Start Items
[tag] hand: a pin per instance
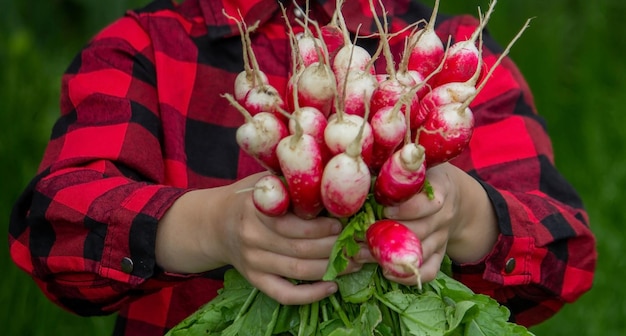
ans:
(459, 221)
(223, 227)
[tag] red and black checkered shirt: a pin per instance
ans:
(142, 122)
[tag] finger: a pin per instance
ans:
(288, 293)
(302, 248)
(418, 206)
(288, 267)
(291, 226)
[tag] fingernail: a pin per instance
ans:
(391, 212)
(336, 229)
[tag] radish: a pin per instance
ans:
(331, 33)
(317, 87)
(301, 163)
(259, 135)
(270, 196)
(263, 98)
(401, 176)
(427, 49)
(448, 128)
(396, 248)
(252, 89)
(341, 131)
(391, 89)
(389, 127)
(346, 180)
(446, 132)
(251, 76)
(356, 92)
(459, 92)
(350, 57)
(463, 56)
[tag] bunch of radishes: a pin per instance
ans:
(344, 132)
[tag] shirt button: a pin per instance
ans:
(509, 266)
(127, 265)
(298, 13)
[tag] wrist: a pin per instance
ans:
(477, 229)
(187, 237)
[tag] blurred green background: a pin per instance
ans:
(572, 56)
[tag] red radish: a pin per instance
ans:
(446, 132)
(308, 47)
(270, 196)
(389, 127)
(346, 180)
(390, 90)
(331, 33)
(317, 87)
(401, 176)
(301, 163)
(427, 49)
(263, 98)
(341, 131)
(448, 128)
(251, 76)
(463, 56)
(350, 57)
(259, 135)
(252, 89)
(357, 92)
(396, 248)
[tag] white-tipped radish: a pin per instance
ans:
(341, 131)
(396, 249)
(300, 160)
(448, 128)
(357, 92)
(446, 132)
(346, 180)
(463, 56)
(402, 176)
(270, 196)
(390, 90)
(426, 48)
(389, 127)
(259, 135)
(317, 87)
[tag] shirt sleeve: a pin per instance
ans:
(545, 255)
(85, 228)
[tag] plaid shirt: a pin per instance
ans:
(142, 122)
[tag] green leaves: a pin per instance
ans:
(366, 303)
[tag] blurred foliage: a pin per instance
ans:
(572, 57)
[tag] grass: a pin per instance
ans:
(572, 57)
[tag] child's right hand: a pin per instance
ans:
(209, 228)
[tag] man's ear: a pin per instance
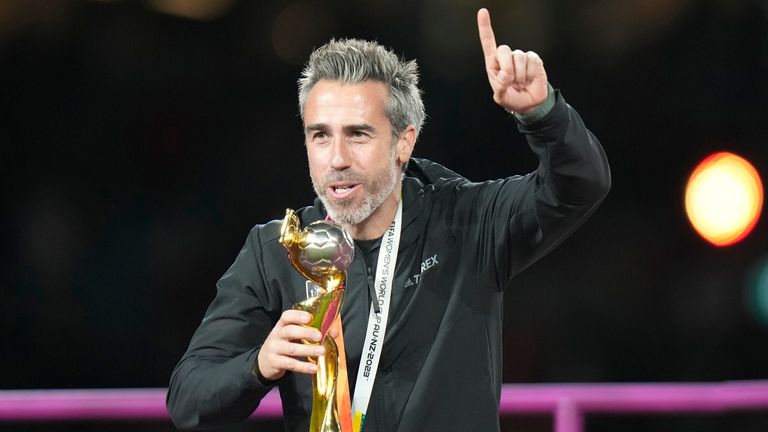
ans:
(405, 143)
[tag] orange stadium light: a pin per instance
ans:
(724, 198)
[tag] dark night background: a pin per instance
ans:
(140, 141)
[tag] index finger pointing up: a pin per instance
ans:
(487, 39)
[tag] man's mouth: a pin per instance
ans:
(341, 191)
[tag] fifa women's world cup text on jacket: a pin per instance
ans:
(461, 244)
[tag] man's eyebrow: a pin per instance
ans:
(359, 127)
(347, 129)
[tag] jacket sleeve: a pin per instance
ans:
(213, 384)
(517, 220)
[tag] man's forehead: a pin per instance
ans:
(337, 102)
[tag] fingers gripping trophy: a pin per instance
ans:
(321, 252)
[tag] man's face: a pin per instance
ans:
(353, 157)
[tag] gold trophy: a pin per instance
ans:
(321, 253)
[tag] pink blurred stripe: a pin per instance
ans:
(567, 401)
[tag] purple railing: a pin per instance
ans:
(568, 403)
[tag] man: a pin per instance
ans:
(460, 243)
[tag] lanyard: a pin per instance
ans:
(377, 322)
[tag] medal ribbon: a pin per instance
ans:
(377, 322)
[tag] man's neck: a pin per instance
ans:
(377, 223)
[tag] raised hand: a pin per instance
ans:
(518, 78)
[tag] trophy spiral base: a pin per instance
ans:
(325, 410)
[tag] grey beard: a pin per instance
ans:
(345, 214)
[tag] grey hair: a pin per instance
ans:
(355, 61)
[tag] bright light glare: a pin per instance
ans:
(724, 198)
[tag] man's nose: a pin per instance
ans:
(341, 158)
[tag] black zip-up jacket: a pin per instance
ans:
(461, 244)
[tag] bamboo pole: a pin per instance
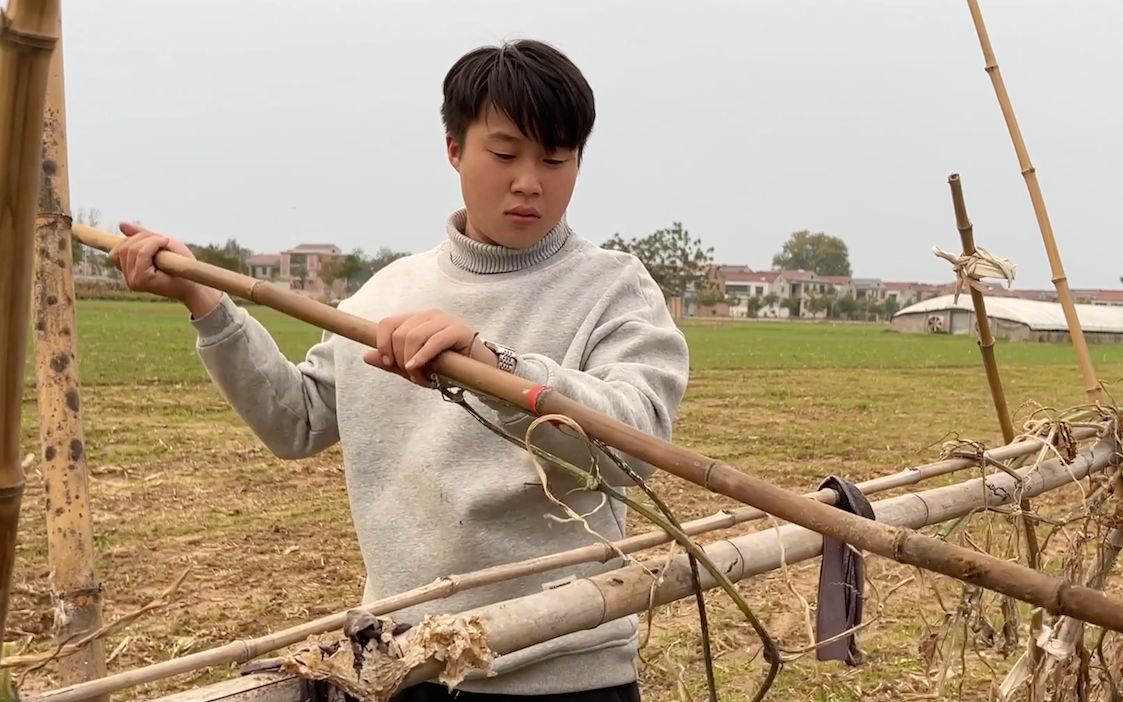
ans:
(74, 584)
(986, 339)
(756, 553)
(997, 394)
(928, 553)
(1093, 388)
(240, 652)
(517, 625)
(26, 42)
End Items
Swap every "grey" for "gray" in the stretch of data from the line containing "[tag] dark night" through the end of the data, leaving everything else unchanged. Give only those lines, with the pictures left out.

[tag] dark night background: a pin per instance
ans:
(140, 141)
[tag] index finger pointing up: a pin per instance
ans:
(487, 39)
[tag] man's mouth: a pin per instance
ans:
(341, 191)
[tag] fifa women's world cup text on jacket: a pin per instance
ans:
(461, 244)
[tag] man's eyebrow: a pin per instance
ans:
(359, 127)
(347, 129)
[tag] jacket sleeve: a pin per instance
ans:
(213, 384)
(517, 220)
[tag] man's forehead: a pin per instance
ans:
(337, 102)
[tag] fingers gripping trophy: a pin per instance
ans:
(321, 252)
[tag] man's face: a pin per instance
ans:
(353, 157)
[tag] gold trophy: a pin per instance
ans:
(321, 253)
[tag] pink blurred stripe: a pin per instance
ans:
(567, 401)
[tag] purple railing: a pin per instance
ans:
(568, 403)
[tag] man: a pin per instance
ans:
(460, 243)
[tag] lanyard: a pin per instance
ans:
(377, 322)
[tag] medal ribbon: a pin per instance
ans:
(377, 322)
[tag] man's neck: a pin per instance
ans:
(377, 223)
[tag] raised hand: a pin per instance
ans:
(518, 78)
[tag] trophy spiral base: a pin per instance
ans:
(325, 410)
[tag] gray beard: a pin per instance
ans:
(345, 214)
[tag] gray hair: a pin per instance
ans:
(355, 61)
[tag] bright light glare: a pin per instance
ans:
(724, 198)
[tag] man's nose: a pin per instance
ans:
(341, 158)
[tag] black zip-up jacket: a pin per instance
ans:
(461, 244)
[tag] bamboo pole: a pin per instance
ans:
(74, 584)
(986, 339)
(756, 553)
(997, 394)
(928, 553)
(1093, 388)
(240, 652)
(517, 625)
(26, 42)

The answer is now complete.